In the patch discussion below, which section of the CXL 2.0 spec describes the Device Command Interface?

SOURCE EXTRACT
__________________________________________________

Re: [PATCH v2 6/8] cxl/mem: Enable commands via CEL

[Date Prev][Date Next][Thread Prev][Thread Next][Date Index][Thread Index]

 



On 21-02-11 12:02:15, Jonathan Cameron wrote:
> On Tue, 9 Feb 2021 16:02:57 -0800
> Ben Widawsky <ben.widawsky@xxxxxxxxx> wrote:
> 
> > CXL devices identified by the memory-device class code must implement
> > the Device Command Interface (described in 8.2.9 of the CXL 2.0 spec).
> > While the driver already maintains a list of commands it supports, there
> > is still a need to be able to distinguish between commands that the
> > driver knows about from commands that are optionally supported by the
> > hardware.

__________________________________________________

RECORDS
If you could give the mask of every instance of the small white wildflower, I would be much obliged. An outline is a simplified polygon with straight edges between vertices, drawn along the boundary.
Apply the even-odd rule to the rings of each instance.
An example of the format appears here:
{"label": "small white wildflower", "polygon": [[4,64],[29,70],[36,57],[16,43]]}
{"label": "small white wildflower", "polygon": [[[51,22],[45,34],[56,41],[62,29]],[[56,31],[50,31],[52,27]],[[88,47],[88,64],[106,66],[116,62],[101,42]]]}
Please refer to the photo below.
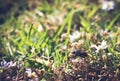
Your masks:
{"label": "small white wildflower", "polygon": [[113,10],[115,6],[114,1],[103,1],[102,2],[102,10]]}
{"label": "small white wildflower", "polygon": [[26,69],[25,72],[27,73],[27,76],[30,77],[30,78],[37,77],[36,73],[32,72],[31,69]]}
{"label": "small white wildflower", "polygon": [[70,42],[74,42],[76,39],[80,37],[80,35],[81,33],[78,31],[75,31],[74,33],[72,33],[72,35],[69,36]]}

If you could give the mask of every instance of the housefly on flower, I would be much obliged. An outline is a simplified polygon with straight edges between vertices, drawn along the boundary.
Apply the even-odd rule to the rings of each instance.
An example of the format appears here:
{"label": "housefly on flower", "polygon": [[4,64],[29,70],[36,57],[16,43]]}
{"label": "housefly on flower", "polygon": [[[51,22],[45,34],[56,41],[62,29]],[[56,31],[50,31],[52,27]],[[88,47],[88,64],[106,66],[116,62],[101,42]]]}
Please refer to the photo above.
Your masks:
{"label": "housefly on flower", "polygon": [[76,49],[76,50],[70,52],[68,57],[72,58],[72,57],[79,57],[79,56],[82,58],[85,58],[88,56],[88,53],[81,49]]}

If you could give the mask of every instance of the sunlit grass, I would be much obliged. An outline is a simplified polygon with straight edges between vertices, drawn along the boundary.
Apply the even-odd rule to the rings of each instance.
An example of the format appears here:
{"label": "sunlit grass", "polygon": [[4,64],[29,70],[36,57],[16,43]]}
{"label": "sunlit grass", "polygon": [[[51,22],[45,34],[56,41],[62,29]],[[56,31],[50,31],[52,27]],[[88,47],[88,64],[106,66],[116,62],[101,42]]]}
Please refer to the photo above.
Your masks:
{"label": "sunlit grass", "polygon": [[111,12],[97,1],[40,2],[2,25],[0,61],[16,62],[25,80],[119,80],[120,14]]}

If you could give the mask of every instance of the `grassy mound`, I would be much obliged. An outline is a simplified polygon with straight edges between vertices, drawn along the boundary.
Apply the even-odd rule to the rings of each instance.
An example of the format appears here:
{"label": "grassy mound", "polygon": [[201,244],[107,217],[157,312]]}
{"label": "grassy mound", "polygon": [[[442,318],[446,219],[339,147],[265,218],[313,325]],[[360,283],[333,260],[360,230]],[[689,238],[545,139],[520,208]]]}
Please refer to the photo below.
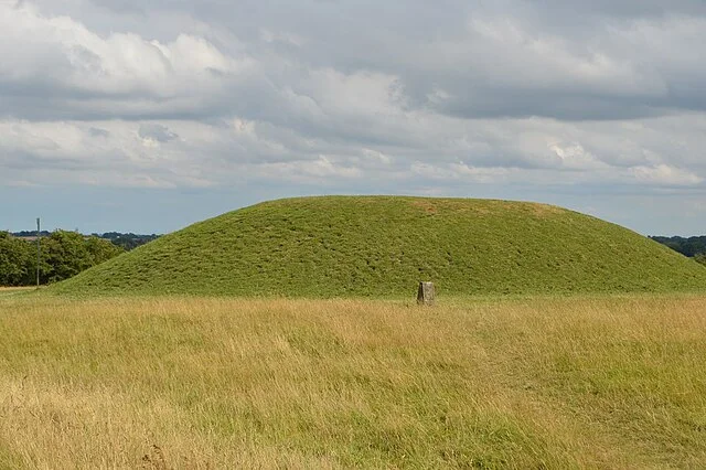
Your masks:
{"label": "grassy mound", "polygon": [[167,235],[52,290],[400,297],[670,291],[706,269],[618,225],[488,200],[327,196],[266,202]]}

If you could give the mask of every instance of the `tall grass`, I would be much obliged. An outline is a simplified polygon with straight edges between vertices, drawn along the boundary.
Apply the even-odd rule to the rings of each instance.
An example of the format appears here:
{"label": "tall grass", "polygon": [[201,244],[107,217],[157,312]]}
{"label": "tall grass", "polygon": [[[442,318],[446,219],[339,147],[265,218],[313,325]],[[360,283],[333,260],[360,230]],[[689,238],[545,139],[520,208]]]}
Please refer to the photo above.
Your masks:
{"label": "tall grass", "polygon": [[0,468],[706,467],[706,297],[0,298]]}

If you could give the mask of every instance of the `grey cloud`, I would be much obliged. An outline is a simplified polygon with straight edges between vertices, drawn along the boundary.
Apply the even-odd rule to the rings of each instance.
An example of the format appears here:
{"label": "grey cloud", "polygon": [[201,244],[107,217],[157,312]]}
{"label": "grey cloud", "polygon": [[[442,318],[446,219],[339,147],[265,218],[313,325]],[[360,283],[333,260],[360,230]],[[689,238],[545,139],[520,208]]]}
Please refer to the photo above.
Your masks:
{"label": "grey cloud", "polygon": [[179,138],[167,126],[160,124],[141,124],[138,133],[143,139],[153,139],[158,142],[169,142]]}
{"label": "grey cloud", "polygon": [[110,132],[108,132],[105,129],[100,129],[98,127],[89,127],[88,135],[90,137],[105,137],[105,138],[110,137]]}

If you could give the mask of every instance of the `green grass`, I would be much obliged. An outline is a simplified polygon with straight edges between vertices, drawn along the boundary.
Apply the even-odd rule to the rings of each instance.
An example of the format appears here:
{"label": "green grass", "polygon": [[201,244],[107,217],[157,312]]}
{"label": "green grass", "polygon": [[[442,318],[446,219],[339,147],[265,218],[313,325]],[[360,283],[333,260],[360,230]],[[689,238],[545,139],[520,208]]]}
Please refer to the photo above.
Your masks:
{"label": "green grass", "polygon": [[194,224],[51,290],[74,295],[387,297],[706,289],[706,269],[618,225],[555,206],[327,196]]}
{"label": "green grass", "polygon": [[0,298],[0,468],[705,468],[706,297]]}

__________________________________________________

SOLVED EXERCISE
Section 8.2.9.